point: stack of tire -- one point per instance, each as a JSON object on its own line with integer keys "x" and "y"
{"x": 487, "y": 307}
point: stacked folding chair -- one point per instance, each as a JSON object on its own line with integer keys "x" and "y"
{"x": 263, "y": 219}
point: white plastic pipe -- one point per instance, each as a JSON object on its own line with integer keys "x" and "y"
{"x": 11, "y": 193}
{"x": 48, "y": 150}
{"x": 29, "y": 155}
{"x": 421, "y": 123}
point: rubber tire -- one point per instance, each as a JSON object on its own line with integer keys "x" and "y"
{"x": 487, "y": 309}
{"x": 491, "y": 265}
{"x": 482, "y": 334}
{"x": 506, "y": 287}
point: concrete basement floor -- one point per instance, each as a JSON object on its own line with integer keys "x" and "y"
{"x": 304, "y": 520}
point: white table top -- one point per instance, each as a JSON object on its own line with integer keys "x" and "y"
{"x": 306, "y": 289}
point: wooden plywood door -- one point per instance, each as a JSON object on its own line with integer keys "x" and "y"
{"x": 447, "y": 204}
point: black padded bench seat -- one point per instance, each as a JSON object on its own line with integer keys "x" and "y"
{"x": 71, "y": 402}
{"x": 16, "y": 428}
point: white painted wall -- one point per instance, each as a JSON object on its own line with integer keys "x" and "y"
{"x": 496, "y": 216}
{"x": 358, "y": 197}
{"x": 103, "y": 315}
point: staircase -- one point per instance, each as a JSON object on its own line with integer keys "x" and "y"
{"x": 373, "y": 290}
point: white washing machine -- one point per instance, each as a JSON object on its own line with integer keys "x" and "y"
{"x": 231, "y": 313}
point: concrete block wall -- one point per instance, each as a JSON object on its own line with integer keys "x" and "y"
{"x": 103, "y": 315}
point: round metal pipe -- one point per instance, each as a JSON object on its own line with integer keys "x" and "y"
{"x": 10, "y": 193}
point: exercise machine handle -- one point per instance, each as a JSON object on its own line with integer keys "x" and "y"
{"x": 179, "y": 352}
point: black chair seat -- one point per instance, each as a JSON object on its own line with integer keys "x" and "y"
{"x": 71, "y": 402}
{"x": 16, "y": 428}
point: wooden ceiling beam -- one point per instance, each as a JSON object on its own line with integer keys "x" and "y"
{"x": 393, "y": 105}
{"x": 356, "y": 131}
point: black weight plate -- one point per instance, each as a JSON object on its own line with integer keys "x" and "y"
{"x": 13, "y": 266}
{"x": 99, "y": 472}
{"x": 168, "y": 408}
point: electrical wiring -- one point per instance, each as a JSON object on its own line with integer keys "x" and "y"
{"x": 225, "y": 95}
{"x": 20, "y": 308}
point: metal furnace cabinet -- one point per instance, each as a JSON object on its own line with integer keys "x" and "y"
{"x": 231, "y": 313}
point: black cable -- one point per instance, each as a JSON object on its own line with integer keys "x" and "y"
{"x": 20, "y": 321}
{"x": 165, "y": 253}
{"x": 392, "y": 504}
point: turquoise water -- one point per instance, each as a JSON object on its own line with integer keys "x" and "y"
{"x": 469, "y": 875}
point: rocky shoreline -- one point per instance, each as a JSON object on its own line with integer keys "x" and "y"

» Task directions
Word for word, give back all the lines above.

» Expected output
point: stack of tire -- one point per instance, each as a JSON object on its own line with integer keys "x" and "y"
{"x": 487, "y": 307}
point: stacked folding chair -- one point per instance, each as a JSON object on its own line with integer keys "x" and "y"
{"x": 263, "y": 219}
point: white plastic pipe -- one point per instance, each as a JSON object on its own line with integer keys "x" and "y"
{"x": 11, "y": 193}
{"x": 48, "y": 150}
{"x": 29, "y": 155}
{"x": 421, "y": 123}
point: rubber tire -- one point per instance, each as a JSON object on its own line with integer keys "x" and "y"
{"x": 487, "y": 309}
{"x": 491, "y": 265}
{"x": 482, "y": 334}
{"x": 506, "y": 287}
point: concrete basement floor -- one point per instance, each as a JSON object on its own line with integer keys "x" and "y"
{"x": 304, "y": 520}
point: white table top -- one point per instance, each as a JSON object on its own line with integer keys "x" and "y"
{"x": 306, "y": 289}
point: wooden plywood door -- one point per instance, each as a JSON object on its own line with integer keys "x" and "y"
{"x": 447, "y": 204}
point: black padded bench seat -- one point per instance, each as a JSON object on its own line with integer keys "x" and "y"
{"x": 71, "y": 402}
{"x": 16, "y": 428}
point: white painted wall -- one point per instance, each as a JSON object on its own line with integer keys "x" and "y"
{"x": 496, "y": 216}
{"x": 358, "y": 197}
{"x": 103, "y": 315}
point: staircase -- one point per instance, each as a JSON object on its own line with integer keys "x" and "y"
{"x": 373, "y": 290}
point: white washing machine -- one point per instance, each as a JSON object on its own line with integer keys "x" and "y"
{"x": 231, "y": 313}
point: concrete block wall -- one point per instance, each as a JSON object on its own line with integer keys "x" and "y"
{"x": 103, "y": 315}
point: round metal pipe -- one point per instance, each as a JSON object on its own line with integer keys "x" and "y"
{"x": 10, "y": 193}
point: exercise machine handle -- one point per instance, each as a JSON object on its own line with integer keys "x" and "y"
{"x": 179, "y": 352}
point: black chair seat -- one point per instance, each as a JSON object on its own line with integer keys "x" and "y"
{"x": 71, "y": 402}
{"x": 16, "y": 428}
point: wooden ceiling beam -- one point per instance, each as a JSON object on its own line with integer keys "x" and "y"
{"x": 393, "y": 105}
{"x": 356, "y": 131}
point: black weight plate -- one point per instance, each as a JSON object on its own line with integer keys "x" and "y"
{"x": 13, "y": 266}
{"x": 99, "y": 472}
{"x": 168, "y": 408}
point: electrical wiring -- one point per instance, each as a JSON object on its own line with integer keys "x" and "y"
{"x": 225, "y": 95}
{"x": 20, "y": 308}
point: metal furnace cabinet -- one point per instance, each as a JSON object on its own line with integer keys "x" and "y"
{"x": 231, "y": 313}
point: black cable -- one point per instance, each as a JSON object on its own line with integer keys "x" and "y"
{"x": 20, "y": 321}
{"x": 165, "y": 253}
{"x": 392, "y": 504}
point: turquoise water -- one point per instance, each as a JSON object on its own line with integer keys "x" and "y"
{"x": 469, "y": 875}
point: rocky shoreline -- one point per instance, each as a JSON object on its own line with integer keys "x" and "y"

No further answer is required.